▸ TASK INSTRUCTIONS
From the line with "of the man in" down to the final line of the material below, quote every line exactly and leave out all lines before it.

▸ DATA LISTING
__________________________________________________

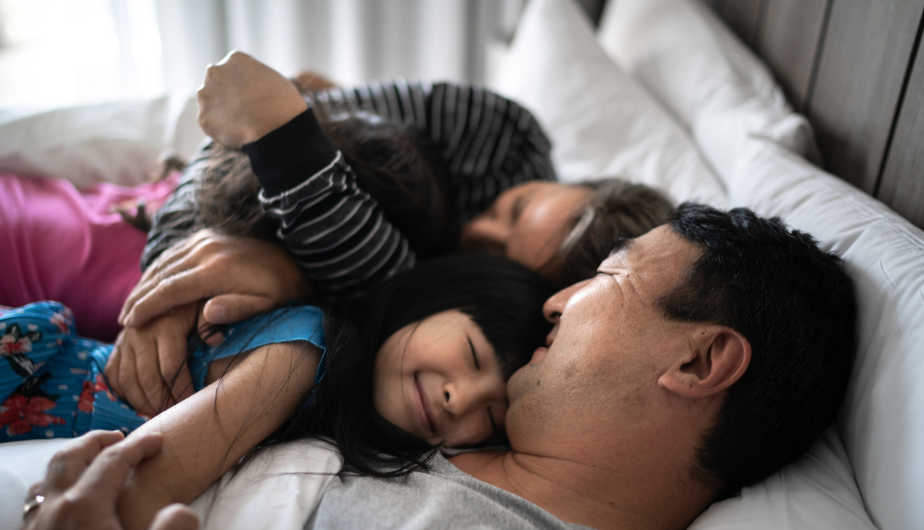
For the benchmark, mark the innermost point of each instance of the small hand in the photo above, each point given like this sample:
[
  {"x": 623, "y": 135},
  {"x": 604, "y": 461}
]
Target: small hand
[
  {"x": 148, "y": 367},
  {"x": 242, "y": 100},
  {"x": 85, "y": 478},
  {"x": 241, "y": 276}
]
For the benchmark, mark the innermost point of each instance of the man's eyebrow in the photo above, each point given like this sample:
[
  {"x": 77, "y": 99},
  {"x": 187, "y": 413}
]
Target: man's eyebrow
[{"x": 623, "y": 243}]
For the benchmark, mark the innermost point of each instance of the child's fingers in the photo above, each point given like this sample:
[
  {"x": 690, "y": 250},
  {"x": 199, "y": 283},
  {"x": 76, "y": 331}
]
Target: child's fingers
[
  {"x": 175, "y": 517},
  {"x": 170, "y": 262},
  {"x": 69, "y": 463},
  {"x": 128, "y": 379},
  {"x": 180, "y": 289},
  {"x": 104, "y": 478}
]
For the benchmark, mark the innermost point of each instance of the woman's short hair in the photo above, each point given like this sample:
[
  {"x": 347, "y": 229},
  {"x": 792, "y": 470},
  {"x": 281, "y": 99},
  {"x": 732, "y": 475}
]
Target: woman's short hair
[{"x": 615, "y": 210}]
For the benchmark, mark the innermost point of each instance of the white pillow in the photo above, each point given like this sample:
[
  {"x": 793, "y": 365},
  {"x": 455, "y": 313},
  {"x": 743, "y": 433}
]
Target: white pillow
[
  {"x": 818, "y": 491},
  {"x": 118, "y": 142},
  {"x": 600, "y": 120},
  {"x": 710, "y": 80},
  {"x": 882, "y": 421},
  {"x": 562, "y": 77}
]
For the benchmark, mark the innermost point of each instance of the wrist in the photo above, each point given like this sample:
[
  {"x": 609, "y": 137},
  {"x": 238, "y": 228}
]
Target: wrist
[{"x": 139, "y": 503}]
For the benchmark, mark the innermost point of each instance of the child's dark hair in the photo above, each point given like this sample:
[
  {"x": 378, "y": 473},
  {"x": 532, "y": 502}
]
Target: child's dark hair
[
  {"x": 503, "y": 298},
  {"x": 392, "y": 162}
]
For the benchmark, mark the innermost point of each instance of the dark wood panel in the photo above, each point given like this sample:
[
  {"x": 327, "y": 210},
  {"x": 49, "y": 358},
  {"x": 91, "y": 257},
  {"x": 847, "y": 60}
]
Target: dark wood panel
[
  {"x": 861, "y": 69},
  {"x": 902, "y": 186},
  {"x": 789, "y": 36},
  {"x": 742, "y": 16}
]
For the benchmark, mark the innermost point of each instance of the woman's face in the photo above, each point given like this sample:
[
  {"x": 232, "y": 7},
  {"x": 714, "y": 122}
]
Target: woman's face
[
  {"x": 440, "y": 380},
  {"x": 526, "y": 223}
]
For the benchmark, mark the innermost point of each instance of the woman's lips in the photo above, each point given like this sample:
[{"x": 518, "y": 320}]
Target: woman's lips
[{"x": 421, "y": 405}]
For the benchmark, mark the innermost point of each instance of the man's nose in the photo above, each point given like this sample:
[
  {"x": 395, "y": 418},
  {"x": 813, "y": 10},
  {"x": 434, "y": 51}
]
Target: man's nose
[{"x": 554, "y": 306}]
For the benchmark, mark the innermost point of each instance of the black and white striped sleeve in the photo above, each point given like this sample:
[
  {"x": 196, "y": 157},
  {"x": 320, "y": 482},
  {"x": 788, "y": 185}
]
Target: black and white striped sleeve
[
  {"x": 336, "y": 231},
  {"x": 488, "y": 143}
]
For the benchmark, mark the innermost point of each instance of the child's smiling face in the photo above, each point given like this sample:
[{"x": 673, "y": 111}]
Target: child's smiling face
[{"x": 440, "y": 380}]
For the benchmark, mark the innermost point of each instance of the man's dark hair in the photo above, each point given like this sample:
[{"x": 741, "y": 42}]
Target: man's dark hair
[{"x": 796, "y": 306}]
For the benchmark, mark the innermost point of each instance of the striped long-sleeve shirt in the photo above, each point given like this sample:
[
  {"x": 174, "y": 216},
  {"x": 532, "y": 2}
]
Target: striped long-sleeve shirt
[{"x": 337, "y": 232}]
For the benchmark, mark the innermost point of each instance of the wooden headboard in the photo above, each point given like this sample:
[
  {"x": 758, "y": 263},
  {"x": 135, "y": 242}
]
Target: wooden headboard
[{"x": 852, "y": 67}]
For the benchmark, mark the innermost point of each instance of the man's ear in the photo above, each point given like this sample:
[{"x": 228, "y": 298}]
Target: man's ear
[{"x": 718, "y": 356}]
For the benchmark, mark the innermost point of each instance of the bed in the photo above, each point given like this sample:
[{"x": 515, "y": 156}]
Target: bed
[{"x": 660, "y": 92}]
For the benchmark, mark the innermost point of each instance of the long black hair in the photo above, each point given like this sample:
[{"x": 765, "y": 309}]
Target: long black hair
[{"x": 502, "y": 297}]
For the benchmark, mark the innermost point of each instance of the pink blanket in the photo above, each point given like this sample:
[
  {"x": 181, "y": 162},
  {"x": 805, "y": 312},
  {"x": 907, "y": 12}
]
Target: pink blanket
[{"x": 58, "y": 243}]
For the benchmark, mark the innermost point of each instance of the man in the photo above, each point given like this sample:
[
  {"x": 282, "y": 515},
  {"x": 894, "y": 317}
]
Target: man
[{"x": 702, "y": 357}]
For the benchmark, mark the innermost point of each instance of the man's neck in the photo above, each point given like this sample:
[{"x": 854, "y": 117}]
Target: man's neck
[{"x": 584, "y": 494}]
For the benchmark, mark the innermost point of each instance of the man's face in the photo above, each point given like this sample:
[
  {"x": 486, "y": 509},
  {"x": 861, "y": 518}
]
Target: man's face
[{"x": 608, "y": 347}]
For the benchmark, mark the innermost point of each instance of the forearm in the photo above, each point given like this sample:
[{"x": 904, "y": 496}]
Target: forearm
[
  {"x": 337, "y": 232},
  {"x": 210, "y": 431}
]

__________________________________________________

▸ SOLUTION TO THIS TASK
For the benchmark, mark the innermost point of each instance of the man in the photo above, each point given like this sample:
[
  {"x": 282, "y": 515},
  {"x": 894, "y": 317}
]
Target: man
[{"x": 702, "y": 357}]
For the benchmark, mark the innermost point of each instance of the man's neck in the photo above, each point given like this sample:
[{"x": 854, "y": 117}]
Target: man's neck
[{"x": 584, "y": 494}]
For the benchmark, mark the innermost point of each instance of the man's face in the photo above, each point given like this sample:
[
  {"x": 486, "y": 509},
  {"x": 861, "y": 518}
]
Target: man's face
[{"x": 608, "y": 347}]
For the benchmark, mark the innermost point of each instance of the forearm in the photo above, each point given like this sample:
[{"x": 904, "y": 496}]
Target: forearm
[
  {"x": 337, "y": 232},
  {"x": 210, "y": 431}
]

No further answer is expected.